Your objective –
Copy each line exactly. Leave nothing out.

● ● ●

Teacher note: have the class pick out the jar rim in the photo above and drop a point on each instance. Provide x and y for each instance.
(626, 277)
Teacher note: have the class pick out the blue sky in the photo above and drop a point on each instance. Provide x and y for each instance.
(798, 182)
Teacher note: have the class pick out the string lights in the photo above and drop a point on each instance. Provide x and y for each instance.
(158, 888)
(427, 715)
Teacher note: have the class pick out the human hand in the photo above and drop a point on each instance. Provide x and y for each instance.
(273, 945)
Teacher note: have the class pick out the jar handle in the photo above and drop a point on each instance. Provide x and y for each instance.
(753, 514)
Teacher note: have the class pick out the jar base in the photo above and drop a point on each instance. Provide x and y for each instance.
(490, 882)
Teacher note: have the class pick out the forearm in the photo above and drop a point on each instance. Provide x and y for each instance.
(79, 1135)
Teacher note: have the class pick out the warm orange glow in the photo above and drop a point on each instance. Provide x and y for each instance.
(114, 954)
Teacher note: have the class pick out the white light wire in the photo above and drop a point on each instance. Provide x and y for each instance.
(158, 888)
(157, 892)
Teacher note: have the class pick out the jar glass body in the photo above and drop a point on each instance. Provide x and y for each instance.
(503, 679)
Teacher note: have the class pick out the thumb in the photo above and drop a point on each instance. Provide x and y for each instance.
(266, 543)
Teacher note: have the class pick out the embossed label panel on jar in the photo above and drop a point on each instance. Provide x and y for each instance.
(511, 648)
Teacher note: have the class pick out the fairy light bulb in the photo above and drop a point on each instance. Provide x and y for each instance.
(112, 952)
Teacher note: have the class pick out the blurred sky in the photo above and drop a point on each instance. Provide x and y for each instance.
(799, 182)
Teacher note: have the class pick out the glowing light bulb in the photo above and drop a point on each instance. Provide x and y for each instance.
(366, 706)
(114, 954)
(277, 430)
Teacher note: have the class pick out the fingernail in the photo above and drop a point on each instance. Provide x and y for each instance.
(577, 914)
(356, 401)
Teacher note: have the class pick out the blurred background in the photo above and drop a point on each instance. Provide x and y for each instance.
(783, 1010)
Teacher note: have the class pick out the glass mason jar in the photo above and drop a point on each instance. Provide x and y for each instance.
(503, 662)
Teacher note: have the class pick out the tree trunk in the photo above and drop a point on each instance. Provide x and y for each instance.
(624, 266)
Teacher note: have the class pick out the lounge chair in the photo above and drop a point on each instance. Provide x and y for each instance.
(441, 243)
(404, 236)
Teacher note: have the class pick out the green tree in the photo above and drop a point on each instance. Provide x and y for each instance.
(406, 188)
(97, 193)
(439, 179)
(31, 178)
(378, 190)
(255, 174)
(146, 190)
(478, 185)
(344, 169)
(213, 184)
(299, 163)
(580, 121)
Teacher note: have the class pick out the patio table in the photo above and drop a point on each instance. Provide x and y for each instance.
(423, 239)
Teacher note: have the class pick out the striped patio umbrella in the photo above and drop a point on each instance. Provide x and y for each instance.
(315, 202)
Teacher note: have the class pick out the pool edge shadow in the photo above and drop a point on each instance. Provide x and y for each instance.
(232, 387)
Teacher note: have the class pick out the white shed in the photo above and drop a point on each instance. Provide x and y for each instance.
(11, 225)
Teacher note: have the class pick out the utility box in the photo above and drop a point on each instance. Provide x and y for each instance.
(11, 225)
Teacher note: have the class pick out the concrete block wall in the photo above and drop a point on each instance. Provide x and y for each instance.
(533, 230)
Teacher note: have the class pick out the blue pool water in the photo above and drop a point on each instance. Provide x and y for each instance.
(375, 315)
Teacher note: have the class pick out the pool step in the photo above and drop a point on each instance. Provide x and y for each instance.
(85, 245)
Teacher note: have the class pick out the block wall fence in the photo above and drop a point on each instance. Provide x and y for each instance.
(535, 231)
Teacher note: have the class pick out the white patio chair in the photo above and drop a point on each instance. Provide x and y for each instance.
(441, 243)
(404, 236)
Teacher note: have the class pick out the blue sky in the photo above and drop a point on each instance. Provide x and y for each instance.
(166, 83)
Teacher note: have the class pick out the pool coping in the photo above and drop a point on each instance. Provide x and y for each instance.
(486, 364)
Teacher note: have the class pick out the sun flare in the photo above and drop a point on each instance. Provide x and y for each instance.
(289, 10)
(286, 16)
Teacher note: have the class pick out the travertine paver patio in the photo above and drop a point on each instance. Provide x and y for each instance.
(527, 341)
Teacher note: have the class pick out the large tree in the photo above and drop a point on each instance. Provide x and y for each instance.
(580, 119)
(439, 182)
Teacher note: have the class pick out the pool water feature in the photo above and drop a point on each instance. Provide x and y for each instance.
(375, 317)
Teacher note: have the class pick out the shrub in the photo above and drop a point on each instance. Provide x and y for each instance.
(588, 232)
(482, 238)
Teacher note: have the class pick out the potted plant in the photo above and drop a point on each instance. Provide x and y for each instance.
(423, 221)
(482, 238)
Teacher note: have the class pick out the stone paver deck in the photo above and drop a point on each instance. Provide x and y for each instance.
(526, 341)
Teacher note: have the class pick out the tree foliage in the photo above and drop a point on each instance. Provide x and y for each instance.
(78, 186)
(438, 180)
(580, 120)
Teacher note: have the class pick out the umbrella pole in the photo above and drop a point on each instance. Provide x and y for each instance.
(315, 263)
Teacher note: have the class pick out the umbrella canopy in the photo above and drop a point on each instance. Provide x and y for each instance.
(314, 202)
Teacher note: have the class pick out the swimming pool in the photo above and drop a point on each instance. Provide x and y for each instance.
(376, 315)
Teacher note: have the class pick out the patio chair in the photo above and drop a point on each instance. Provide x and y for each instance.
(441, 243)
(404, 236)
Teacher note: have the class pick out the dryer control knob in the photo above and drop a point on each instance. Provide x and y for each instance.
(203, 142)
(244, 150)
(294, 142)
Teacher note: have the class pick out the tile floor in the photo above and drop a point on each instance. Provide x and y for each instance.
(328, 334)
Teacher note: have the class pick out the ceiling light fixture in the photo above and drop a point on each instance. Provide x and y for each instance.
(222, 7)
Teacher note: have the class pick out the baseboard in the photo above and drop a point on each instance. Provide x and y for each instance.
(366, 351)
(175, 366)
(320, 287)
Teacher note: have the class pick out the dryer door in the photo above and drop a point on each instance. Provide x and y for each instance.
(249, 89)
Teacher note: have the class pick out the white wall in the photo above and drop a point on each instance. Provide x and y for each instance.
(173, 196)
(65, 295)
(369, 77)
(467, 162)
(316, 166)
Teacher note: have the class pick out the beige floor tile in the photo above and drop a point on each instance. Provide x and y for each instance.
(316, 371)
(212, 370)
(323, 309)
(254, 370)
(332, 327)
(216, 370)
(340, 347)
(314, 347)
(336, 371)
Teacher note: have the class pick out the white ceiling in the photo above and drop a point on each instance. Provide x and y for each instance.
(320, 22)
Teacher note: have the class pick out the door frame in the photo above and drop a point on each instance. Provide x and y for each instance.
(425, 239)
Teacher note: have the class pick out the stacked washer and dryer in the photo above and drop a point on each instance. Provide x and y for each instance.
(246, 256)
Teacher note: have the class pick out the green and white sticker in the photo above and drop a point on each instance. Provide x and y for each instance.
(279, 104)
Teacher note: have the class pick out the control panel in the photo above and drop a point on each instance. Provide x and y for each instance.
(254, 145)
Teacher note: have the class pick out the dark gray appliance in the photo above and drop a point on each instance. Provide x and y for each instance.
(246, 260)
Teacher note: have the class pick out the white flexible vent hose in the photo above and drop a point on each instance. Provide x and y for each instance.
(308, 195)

● ● ●

Task output –
Teacher note: have the class pick out the jar rim in the photo above and drop a point on each instance. Provide x and y for each instance.
(626, 277)
Teacher note: have the class pick out the blue sky in the photo above and drop a point on each instance. Provide x and y for each instance.
(798, 182)
Teacher note: have the class pick out the string lights in the photo above and drop a point on each instance. Provide x and y for each instance.
(158, 888)
(427, 715)
Teacher note: have the class pick out the human hand in the photo above and drop a point on each instance. Provide x and y for each instance.
(273, 945)
Teacher note: have the class pick out the jar handle in the photo above and drop a point on each instance. Provide x and y for each instance.
(753, 514)
Teacher note: have the class pick out the jar base in the photo above and drop a point on each instance. Provide x and y for each instance.
(490, 882)
Teacher note: have the class pick out the forearm in the photo above and drop a point on each instance. Provide x and y for each instance.
(79, 1135)
Teacher note: have the class pick out the warm orange glow in the photo above and drop a point on each instance. Provide x and y for each instance.
(114, 954)
Teacher note: have the class pick out the white light wire in the photo above and drop a point on each instance. Provide x and y for each instance.
(158, 888)
(157, 892)
Teacher note: have the class pick out the jar glass body in the photo above and drop a point on each instance. Provide x and y for each instance.
(503, 679)
Teacher note: have the class pick out the thumb in the photo above and drop a point on each instance. Provide x and y for each instance.
(266, 543)
Teacher note: have the class pick out the embossed label panel on jar in the photo above and drop a point on each instance. Provide x and y for each instance.
(511, 648)
Teacher note: have the class pick out the fairy light bulb in the photo above and drop a point on each instance. Provide x and y for each instance.
(112, 952)
Teacher note: have the class pick out the blurred sky in the photo above and drop a point on each instance. Provide x and y for each instance.
(799, 182)
Teacher note: have the class pick out the glowing light bulb in the photo above and drop a point on each instance. Provide x and y for each instance.
(366, 706)
(114, 954)
(277, 430)
Teacher note: have the class pick out the fingernail in the photo above and drop a point on each instance. Provide x and y for each instance.
(577, 914)
(356, 401)
Teacher note: have the class pick out the blurred background in the photo above and drop a point on each instance. Provide x and y for each instance.
(783, 1010)
Teacher note: have the class pick out the glass mason jar in the photo above and drop a point on each instance. Provide x and y for each instance.
(503, 662)
Teacher note: have the class pick out the tree trunk in the photo above and drop a point on each instance. Provide x and y for each instance.
(624, 266)
Teacher note: have the class pick out the lounge chair in the photo above and drop a point on each instance. Provide x and y for each instance.
(441, 243)
(404, 236)
Teacher note: have the class pick out the green tree in the photo above and drop a point on each instance. Provide x and y for each instance.
(406, 188)
(97, 193)
(439, 179)
(31, 178)
(378, 190)
(255, 174)
(146, 190)
(478, 185)
(344, 169)
(213, 184)
(299, 163)
(580, 121)
Teacher note: have the class pick out the patio table in the photo above and drop a point on each instance. Provide x and y for each instance.
(423, 239)
Teacher note: have the class pick out the striped patio umbrella in the photo above and drop a point on each instance. Provide x and y for each instance.
(315, 202)
Teacher note: have the class pick out the pool edge shadow in the photo above and drop a point on each instance. Provide x and y for each instance.
(232, 387)
Teacher note: have the class pick out the white shed in the photo above and drop a point on each instance. Provide x and y for each instance.
(11, 225)
Teacher note: have the class pick out the utility box in the photo above and drop a point on each instance. Provide x and y for each instance.
(11, 225)
Teacher note: have the class pick out the concrete block wall in the photo above and drop a point on each instance. Provide x and y for each instance.
(533, 230)
Teacher note: have the class pick out the blue pool water in the photo above and drop a point on each instance. Provide x and y for each instance.
(375, 315)
Teacher note: have the class pick out the pool step in the photo above and drop a point on each instance. Provide x and y for each instance.
(85, 245)
Teacher note: have the class pick out the block wall fence in the photo above and drop a point on each instance. Provide x and y for each instance.
(535, 231)
Teacher note: have the class pick out the white patio chair in the photo above and drop a point on each instance. Provide x and y for each instance.
(441, 243)
(404, 236)
Teacher note: have the class pick out the blue sky in the photo above and drop a point on each instance. Provide x and y for each instance.
(166, 83)
Teacher note: have the class pick out the pool coping in the photo above and drop a point on each instance. Provide x and y for each instance.
(486, 364)
Teacher note: have the class pick out the sun flare in the photo above and drop a point on each instance. Provide x and y for each instance.
(289, 10)
(286, 16)
Teacher note: have the class pick out the travertine paver patio in the photo above and drop a point on each instance. Provide x and y for each instance.
(527, 341)
Teacher note: have the class pick out the large tree in the photo above and drop a point on each instance. Provide x and y for each instance.
(580, 119)
(439, 182)
Teacher note: have the class pick out the pool water feature in the photo above and drop a point on each instance. Provide x and y for each instance.
(375, 317)
Teacher note: have the class pick out the shrub in the photo above and drop a point on each instance. Provide x and y for each instance.
(588, 232)
(482, 238)
Teacher note: have the class pick out the potted plant in the photo above and drop a point on each instance. Provide x and y for each instance.
(423, 221)
(482, 238)
Teacher note: have the class pick out the stone paver deck in the photo above and drop a point on each instance. Provide x and y for each instance.
(526, 341)
Teacher note: have the class pick out the tree foliage in the photo above and drop a point on each instance. Provide x and y for each instance.
(78, 186)
(438, 180)
(580, 120)
Teacher note: have the class pick out the umbrella pole in the photo above and drop a point on each instance. Provide x and y for each instance.
(315, 263)
Teacher note: have the class pick out the umbrella canopy in the photo above and drop a point on each instance. Provide x and y for each instance.
(314, 202)
Teacher note: have the class pick out the swimming pool in the photo above and drop a point on each instance. Provide x and y for each instance.
(376, 315)
Teacher note: have the class pick out the patio chair in the photo above and drop a point on each instance. Provide x and y for each instance.
(441, 243)
(404, 236)
Teacher note: have the class pick out the dryer control knob in the photo above and drop a point on each instance. Provide x and y for each instance.
(203, 142)
(244, 150)
(294, 142)
Teacher note: have the class pick out the tile floor in the photo above and drop a point on each instance. Provide x and y for each instance.
(328, 334)
Teacher note: have the class pick out the ceiling light fixture in the photo above and drop a point on each instance. Provide x and y for each instance.
(222, 7)
Teacher note: have the class pick out the baseboard in the photo above and drop a point on each instance. Provide x and y for each instance.
(366, 351)
(175, 366)
(320, 287)
Teacher note: have the class pick out the dryer door in the photo above and drop a point on each instance. Provide x and y for each instance.
(249, 89)
Teacher note: have the class pick out the white wall in the photo above and drop a point on each instance. Provide x and y for each instance.
(173, 196)
(65, 295)
(369, 77)
(467, 162)
(316, 166)
Teacher note: have the class pick out the beige floor tile in the photo above and drop a point on each instance. Provide x and y for each instance.
(316, 371)
(212, 370)
(323, 309)
(254, 370)
(332, 327)
(216, 370)
(340, 347)
(314, 347)
(336, 371)
Teacher note: have the class pick out the white ceiling in the photo above and drop a point on each instance. Provide x and y for each instance.
(320, 22)
Teacher note: have the class pick out the door frame in the photo above and drop a point on each instance. Provide x and y for each instance.
(425, 239)
Teacher note: have the class pick out the stacked washer and dryer in the photo above and drop a point on each instance. Provide x and y for each instance.
(246, 256)
Teacher note: have the class pick out the green and white sticker in the photo above and drop a point on each instance. Provide x and y for each instance.
(279, 104)
Teacher note: have the class pick out the control panel in the photo above and drop a point on each instance. Provide x and y for each instance.
(254, 145)
Teacher note: have the class pick out the dark gray appliance in the photo above and drop a point on each instance. Provide x and y for each instance.
(246, 260)
Teacher note: have the class pick out the white flexible vent hose in the photo above and drop a point on each instance. Provide x and y for each instance.
(308, 195)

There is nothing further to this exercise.